--- start of Source extract ---
# A new crop started on January 1st, 2006



## Stoney Bud (Jan 7, 2006)

Here are some shots of my latest crop. I just put these rooted clones into the grow chambers on the 1st of January. A few of them have taken off well, and a few are not liking life yet.

As soon as the dominant lady in each of the growing chambers becomes obvious, I'll take out the rest and start the vegetative pruning to keep my plants at a nice height and maximize the budding sites.

I'm using the "FloraGro" three part nutrients from General Hydroponics this time, and so far, I really like the way it's working. While the ladies were rooting, I used a 1/3 strength mixture of 1-1-1. I've increased that in the main reservoir to a full strength 1-1-1 and my next 2 gallon addition to the main reservoir will be a 3-2-1 mix for full vegetative growth. By the time 4 weeks have passed, the reservoir mixture should be close to the maximum strength.

I'm using a "Hortilux" LU 430/HTL/EN Enhanced Spectrum HPS Grow Lamp with an electronic ballast and as you can see, a rectangular reflector. I've painted the walls of the growing area with "Behr" Interior flat Ultra Pure White Number 1050 for great reflection.

The main reservoir, when full, contains 18 gallons.

Each of the four growing chambers is a 14W x 19L x 13H Sterilite plastic tub that is filled with a 1/8 to 1/2 inch combination of clay marbles and rock. The drain openings are 1 inch diameter with the top of the drain two inches below the top of the top of the clay-gravel media. This will allow for the nutrient solution to cycle while the pump is on and remain below any light, thus eliminating any growth of algae on the surface of the media.
--- end of Source extract ---
--- start of Recorded information ---
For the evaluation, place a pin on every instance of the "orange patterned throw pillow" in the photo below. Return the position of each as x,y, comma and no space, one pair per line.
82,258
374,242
--- end of Recorded information ---
### Set task 1
After the material, check each statement against the hydroponics grow post and answer yes or no, quoting the words of the post that decide it.
(a) The main reservoir holds 18 gallons when full.
(b) The walls of the growing area were painted with a glossy white paint.
(c) The drain openings in the growing chambers are 2 inches in diameter.
### Set task 2
Using the hydroponics grow post above the material, state what nutrient mixture was used while the clones were rooting.
### Set task 3
Write the next part of the hydroponics grow post, picking up after its final sentence about algae.

### Final result 1
(a) Yes: "The main reservoir, when full, contains 18 gallons."
(b) No: "I've painted the walls of the growing area with "Behr" Interior flat Ultra Pure White Number 1050"
(c) No: "The drain openings are 1 inch diameter"

### Final result 2
A 1/3 strength mixture of 1-1-1.

### Final result 3
The main reservoir pump is a "Little Giant" 1-A, 1/200 hp, 170 gph/1'head, submersible with a 1/4" MNPT discharge. This little pump seems to be working well and should work perfectly throughout the entire growing and flowering time. I have an identical pump ready as a backup in the event of a failure.

I'm going to photograph the crop at one week intervals and post them so that you all can see the progress and any problems that occur, (knock on wood).

This site is sure a valuable resource and seems to have a respectable amount of activity.

Enjoy the pics!


----------



## skunk (Jan 8, 2006)

nice setup stoney gl to you . ps  if it was me i would move them in a little closer  to the light . to me in your 2nd 3rd and 4th picture  the plant looks too far out of the way for th light to get its potential also looks to high too is it 3 feet high or does it just look like it from your pics?


----------



## Stoney Bud (Jan 8, 2006)

Yeah man, the light was high up. I moved it up outta my way while I was messing with my plants.

When I've got the plants narrowed down to one per/container, I'm going to train them over the entire growing area. You'll see it in future pics. When I'm done training them, they'll fill the whole growing area, (3.5 feet by 5 feet). Then I'll progressively prune them to maximize each bush. The room has an 8 foot ceiling and only 5 feet of usable space considering the plants, so I'm going to flower them at 3.5 feet. That should allow me enough room.

The Hydro unit works damn good. It didn't cost too much to build either. I'll be posting updates in the "Journal" area.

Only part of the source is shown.